Task instructions: Reproduce every one of the following entries verbatim, line for line, without any alteration.

Extracted information:
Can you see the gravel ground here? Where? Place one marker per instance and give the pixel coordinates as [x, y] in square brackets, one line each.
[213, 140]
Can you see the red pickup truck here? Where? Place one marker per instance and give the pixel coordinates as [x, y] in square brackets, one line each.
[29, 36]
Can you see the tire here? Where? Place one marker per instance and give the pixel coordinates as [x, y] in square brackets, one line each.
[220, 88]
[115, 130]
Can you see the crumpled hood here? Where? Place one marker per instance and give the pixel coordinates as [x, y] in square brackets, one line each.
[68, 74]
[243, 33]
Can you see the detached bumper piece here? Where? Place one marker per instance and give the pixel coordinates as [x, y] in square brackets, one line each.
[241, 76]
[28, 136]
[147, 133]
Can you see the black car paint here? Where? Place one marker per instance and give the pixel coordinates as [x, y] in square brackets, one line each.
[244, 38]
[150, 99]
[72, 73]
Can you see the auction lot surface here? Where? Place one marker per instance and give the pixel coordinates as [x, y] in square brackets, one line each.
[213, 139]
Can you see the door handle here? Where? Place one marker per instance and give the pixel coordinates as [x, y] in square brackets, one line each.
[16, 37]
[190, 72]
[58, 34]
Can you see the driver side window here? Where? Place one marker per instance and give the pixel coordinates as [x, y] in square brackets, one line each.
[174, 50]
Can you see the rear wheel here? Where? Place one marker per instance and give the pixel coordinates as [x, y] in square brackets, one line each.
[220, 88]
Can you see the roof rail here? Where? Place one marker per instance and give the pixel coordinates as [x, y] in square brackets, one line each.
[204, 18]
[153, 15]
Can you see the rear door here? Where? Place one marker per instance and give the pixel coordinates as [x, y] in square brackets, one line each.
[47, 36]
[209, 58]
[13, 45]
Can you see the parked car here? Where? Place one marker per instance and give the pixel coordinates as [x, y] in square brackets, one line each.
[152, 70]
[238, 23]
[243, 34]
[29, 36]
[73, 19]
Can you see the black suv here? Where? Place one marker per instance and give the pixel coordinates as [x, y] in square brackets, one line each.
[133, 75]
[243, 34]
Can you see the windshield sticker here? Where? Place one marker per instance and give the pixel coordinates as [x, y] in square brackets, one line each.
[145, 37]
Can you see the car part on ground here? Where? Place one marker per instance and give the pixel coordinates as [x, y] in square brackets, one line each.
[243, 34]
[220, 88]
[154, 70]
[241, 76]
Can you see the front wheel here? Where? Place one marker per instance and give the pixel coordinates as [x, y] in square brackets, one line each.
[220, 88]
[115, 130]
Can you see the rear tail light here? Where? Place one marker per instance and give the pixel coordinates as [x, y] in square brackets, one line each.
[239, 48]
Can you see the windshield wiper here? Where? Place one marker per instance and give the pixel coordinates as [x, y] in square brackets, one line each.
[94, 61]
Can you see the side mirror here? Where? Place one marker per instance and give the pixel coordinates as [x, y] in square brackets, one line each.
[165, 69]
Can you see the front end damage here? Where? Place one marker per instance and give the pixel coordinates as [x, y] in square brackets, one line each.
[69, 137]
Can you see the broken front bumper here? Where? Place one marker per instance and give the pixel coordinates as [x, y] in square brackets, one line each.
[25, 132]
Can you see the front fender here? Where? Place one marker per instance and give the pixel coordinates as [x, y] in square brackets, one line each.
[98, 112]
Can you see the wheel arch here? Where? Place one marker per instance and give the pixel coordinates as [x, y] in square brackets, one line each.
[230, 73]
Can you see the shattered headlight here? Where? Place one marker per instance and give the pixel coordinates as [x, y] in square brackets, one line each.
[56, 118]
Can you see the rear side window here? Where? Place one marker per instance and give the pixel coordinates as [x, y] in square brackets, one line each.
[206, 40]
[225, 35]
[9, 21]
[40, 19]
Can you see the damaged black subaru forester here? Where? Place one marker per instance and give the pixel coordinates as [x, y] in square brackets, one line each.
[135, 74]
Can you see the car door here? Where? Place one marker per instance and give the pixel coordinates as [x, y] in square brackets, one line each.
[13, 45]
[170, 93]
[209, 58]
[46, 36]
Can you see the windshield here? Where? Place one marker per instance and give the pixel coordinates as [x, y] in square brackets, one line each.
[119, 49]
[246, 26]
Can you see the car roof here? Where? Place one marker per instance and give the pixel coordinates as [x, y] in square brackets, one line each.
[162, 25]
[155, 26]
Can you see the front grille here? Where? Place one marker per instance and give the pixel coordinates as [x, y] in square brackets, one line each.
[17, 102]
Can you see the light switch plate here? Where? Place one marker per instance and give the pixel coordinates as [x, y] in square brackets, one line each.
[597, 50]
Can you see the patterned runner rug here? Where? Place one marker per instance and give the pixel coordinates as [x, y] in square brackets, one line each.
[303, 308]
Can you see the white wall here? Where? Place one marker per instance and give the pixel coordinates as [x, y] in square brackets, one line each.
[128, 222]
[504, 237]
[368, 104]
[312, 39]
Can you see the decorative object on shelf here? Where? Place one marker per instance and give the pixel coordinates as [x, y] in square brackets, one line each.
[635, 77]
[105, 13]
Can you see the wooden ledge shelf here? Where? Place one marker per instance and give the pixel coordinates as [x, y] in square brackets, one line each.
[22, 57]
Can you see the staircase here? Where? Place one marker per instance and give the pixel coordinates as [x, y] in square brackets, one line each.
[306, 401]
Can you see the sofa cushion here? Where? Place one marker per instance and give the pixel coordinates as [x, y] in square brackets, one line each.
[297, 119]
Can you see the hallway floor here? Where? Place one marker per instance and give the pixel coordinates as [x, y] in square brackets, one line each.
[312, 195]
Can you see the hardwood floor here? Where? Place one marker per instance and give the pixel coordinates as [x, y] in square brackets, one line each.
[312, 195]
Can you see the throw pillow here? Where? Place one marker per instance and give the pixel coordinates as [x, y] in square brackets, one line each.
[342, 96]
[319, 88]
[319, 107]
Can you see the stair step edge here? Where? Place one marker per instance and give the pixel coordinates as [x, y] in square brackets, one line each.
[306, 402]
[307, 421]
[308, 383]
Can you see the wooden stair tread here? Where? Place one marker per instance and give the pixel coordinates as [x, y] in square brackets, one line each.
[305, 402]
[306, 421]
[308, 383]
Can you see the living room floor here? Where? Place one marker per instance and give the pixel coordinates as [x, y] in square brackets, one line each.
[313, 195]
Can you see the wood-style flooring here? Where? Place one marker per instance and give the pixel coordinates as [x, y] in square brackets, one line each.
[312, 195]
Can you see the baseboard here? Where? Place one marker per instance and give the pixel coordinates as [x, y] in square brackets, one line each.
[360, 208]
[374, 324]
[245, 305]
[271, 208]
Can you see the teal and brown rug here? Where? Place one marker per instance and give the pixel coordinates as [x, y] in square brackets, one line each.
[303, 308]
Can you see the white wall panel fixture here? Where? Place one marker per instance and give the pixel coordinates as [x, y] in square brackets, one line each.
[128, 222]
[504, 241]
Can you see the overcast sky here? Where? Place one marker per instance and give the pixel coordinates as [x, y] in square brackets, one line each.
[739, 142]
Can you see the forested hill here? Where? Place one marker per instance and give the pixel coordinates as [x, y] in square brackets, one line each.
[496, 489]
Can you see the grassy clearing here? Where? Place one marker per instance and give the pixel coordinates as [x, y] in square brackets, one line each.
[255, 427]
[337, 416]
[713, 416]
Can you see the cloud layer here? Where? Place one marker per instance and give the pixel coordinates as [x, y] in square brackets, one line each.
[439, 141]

Full answer:
Can you see the gravel ground here? Where? Place one marker per instance and give the pixel coordinates as [x, y] in square brackets, one line each.
[213, 140]
Can you see the red pickup truck here? Where? Place one marker per instance and give the pixel coordinates as [x, y] in square brackets, one line each.
[29, 36]
Can you see the tire here? Where? Place one marker per instance and give the pixel coordinates as [x, y] in square brackets, one line each.
[220, 88]
[115, 130]
Can you see the crumpled hood here? Where? Place one marker per instance and give the pixel coordinates as [x, y] in square brackets, one line each.
[68, 74]
[243, 33]
Can you see the detached bumper piece here? Where? Place one marker per instance and give the pixel coordinates as [x, y] in square brackets, one line each.
[241, 76]
[28, 136]
[147, 133]
Can you see the black car paint here? Where? Place one marker per instance and give the pixel coordinates as [x, y] in square brackets, one line each.
[244, 38]
[150, 99]
[72, 73]
Can you see the auction lot surface here? Where? Place one marker per instance and give the pixel coordinates as [x, y] in square brackets, one line each.
[213, 139]
Can you see the door handle here? Where? Place one marker per instance and give the pixel coordinates as [x, y] in square brackets, one line each.
[16, 37]
[190, 72]
[58, 34]
Can you see the driver side window here? Where? Place one marker per instance and give the pixel coordinates as [x, y] in square brackets, one line each.
[174, 50]
Can you see the rear wheel here? Where? Place one marker per instance and give the pixel coordinates as [x, y] in square brackets, one line each.
[220, 88]
Can you see the roof rail here? Where? Place one marker per instance and give the pixel coordinates as [x, y] in square brackets, one line each.
[204, 18]
[153, 15]
Can you see the rear door here? Where? Place one marker per instance and give the pixel coordinates as [x, y] in square brackets, one line each.
[47, 36]
[209, 58]
[13, 45]
Can you see the parked car here? Where? Place one marker per instance and give the pixel coordinates as [x, y] in square brackets, one line each.
[152, 70]
[238, 23]
[243, 34]
[29, 36]
[73, 19]
Can you see the black suv here? Where? Place one marker per instance and give the pixel coordinates as [x, y] in square brackets, one line each.
[133, 75]
[243, 34]
Can you see the windshield sticker here? Where? Place one marker per instance and give the pixel coordinates as [x, y] in square brackets, one line each.
[145, 37]
Can you see the car part on ground here? Where? Place one marker per instance and give the pixel coordinates as [x, y] in square brackets, one line each.
[243, 34]
[220, 88]
[154, 70]
[241, 76]
Can you see the front wheel here? Where? Place one marker per instance and give the pixel coordinates as [x, y] in square brackets, one line each.
[220, 88]
[115, 130]
Can you see the rear tail light here? Where? Place one marker per instance and give the pixel coordinates as [x, y] in square brackets, one line each.
[239, 48]
Can you see the windshield wiper here? Where? Place one marker per instance and give the pixel coordinates as [x, y] in square brackets, one line each.
[94, 61]
Can you see the side mirror here? Where? Place one marker per instance and give the pixel coordinates as [x, y] in square brackets, one line each.
[165, 69]
Can you see the front end damage here? Where? Place one marker per instance and give the pixel coordinates as [x, y] in square brackets, one line each.
[69, 137]
Can you see the broken front bumper here? Where? Place one marker per instance and give the pixel coordinates as [x, y] in square brackets, one line each.
[25, 132]
Can you see the front fender here? Where? Place one marker per instance and give the pixel coordinates as [x, y] in square brackets, one line each.
[98, 112]
Can you see the wheel arch here? Where? Place one marker per instance and give the pixel coordinates as [x, y] in square brackets, one line each.
[230, 73]
Can you see the shattered headlight here? Where? Place one marker per instance and give the pixel coordinates as [x, y] in square brackets, one line each.
[56, 118]
Can you see the rear side window here? Where? Place one marker per instance and give the pixel coordinates as [x, y] in square brackets, one line each.
[206, 40]
[225, 35]
[9, 21]
[40, 19]
Can you see the damaged black subaru forester here? Where? Place one marker per instance and give the pixel coordinates as [x, y] in square brackets, one line each.
[135, 74]
Can you see the car door here? Where? Place one marker per instance and give the pixel coordinates as [x, y] in square brackets, one line each.
[13, 45]
[170, 93]
[209, 58]
[46, 36]
Can you see the windshield here? Where? Place one marker per instance and give the pixel coordinates as [x, y] in square brackets, one line each.
[119, 49]
[246, 26]
Can you see the car roof here? Where? Place one marker per instance and give the pixel coordinates as [x, y] in square brackets, one line each.
[162, 25]
[155, 26]
Can you see the front grille here? Where? Place one marker per instance and give the pixel coordinates as [x, y] in square brackets, one line each.
[17, 102]
Can you see the light switch plate here? Where? Place one marker per instance and give the pixel coordinates as [x, y] in square brackets, one line each.
[597, 50]
Can you see the patterned runner rug here? Where? Place one marker per instance and give the pixel coordinates as [x, y] in square brackets, one line each.
[303, 308]
Can you see the white wall here? Where? Place one marker per instance and give the pixel coordinates as [x, y] in square brackets, one line each.
[128, 222]
[504, 237]
[368, 104]
[312, 39]
Can you see the decorative object on shelf here? Where? Place one marker per instance and give the pixel coordinates as [x, y] in square brackets, one line each.
[635, 77]
[105, 13]
Can you see the wooden ledge shelf here? Where? Place one marker per instance and give the pixel coordinates as [x, y] in square brackets, one line each.
[22, 57]
Can you see the staircase here? Where? Place one marker per instance and give the pixel coordinates as [x, y] in square brackets, one line each.
[306, 401]
Can you see the sofa cushion here? Where? Place one marker per instance and give the pixel coordinates as [x, y] in square brackets, one line each.
[297, 119]
Can you see the hallway floor here? Where? Place one marker per instance and give the pixel coordinates as [x, y] in square brackets, one line each.
[312, 195]
Can you see the hardwood floor here? Where? Place one marker per instance and give the pixel coordinates as [x, y] in square brackets, one line each.
[312, 195]
Can you see the throw pillow here? Where? Place one marker per instance and give the pixel coordinates as [x, y] in square brackets, one line each.
[342, 96]
[319, 88]
[319, 107]
Can you see the stair step edge here? Where? Place one marker per instance and give the pixel coordinates as [x, y] in square brackets, one line each.
[306, 402]
[307, 421]
[308, 383]
Can you see the wooden stair tread here? Where? Place one marker per instance and give the pixel coordinates as [x, y] in square brackets, one line each.
[305, 402]
[306, 421]
[308, 383]
Can you see the living room floor here? Where? Place one marker per instance and give the pixel coordinates as [x, y] in square brackets, one line each.
[313, 195]
Can you see the wood-style flooring here? Where? Place one marker per instance and give the pixel coordinates as [x, y] in square brackets, one line each.
[312, 195]
Can you see the baseboard here? Where? Place one marker per instance and give the pixel coordinates as [x, y] in square brackets, one line each.
[360, 208]
[374, 324]
[245, 305]
[271, 208]
Can you see the teal and brown rug here? Where? Place one marker per instance and give the pixel coordinates as [x, y] in square brackets, one line each.
[303, 308]
Can you see the white wall panel fixture here? Where? Place one marker per instance and give the pixel coordinates as [x, y] in square brackets, one line each.
[128, 222]
[504, 241]
Can you see the overcast sky here? Where? Place one marker per instance and give the pixel coordinates as [x, y] in square brackets, one line each.
[739, 142]
Can you see the forested hill here? Where? Place one marker per instance and give the pixel coordinates as [x, y] in square brackets, one line each.
[496, 489]
Can you see the grassy clearing here? Where? Place one marker per instance and give the pixel coordinates as [x, y] in square brackets, one line each.
[255, 427]
[337, 416]
[713, 416]
Can you see the cloud layer here? Where? Place one marker per instance and give the pixel coordinates as [x, y] in square brackets, one line each.
[439, 141]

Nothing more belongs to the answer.